EXERCISE INSTRUCTIONS: The expected output is exactly the lines below, starting at the line with "picture frame on" and ending at the line with "plain wall ->", both included; no other line belongs in it.

RECORD EXCERPTS:

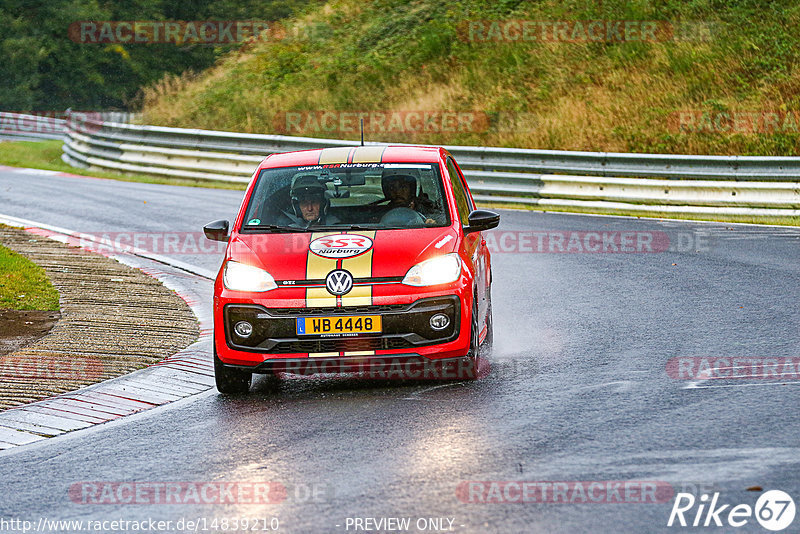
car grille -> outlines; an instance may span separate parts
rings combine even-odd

...

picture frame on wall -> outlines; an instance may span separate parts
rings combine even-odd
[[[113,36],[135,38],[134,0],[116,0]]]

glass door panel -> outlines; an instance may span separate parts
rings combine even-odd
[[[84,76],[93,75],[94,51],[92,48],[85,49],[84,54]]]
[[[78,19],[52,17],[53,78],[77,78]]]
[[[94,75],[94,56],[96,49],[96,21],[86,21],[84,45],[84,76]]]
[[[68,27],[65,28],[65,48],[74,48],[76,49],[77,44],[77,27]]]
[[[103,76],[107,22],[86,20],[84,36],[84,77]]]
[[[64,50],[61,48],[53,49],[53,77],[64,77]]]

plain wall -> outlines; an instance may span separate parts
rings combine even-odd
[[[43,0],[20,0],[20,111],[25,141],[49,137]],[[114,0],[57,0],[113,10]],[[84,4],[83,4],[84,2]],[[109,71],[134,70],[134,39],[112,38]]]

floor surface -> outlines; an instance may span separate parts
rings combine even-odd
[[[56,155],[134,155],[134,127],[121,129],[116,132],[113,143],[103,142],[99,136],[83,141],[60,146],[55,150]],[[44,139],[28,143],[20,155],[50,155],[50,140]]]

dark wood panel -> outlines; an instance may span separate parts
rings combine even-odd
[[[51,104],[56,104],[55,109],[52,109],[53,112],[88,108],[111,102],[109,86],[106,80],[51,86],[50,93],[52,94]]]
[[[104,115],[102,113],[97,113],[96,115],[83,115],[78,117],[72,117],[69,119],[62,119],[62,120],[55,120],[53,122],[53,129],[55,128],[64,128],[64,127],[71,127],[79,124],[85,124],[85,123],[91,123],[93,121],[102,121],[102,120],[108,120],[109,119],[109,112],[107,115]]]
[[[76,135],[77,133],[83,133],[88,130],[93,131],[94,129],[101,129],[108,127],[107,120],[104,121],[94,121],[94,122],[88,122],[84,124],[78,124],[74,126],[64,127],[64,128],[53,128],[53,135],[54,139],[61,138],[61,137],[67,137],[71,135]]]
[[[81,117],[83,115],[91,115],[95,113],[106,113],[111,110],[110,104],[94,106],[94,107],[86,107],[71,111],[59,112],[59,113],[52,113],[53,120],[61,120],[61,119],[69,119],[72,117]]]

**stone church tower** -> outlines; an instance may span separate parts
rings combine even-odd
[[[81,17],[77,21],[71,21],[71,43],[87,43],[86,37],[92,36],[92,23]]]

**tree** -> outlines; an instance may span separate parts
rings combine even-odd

RESPONSE TO THIS EXERCISE:
picture frame on wall -> outlines; an instance may span separate parts
rings combine even-odd
[[[113,36],[135,38],[134,0],[116,0]]]

glass door panel -> outlines; an instance may span separate parts
rings combine even-odd
[[[84,76],[93,75],[94,51],[92,48],[85,49],[84,54]]]
[[[78,19],[52,17],[53,78],[77,78]]]
[[[94,75],[94,56],[96,49],[96,21],[86,21],[84,45],[84,76]]]
[[[68,27],[65,28],[65,48],[74,48],[76,49],[77,44],[77,27]]]
[[[103,76],[107,22],[86,20],[84,36],[84,77]]]
[[[64,50],[61,48],[53,49],[53,77],[64,77]]]

plain wall -> outlines; an instance may span separate parts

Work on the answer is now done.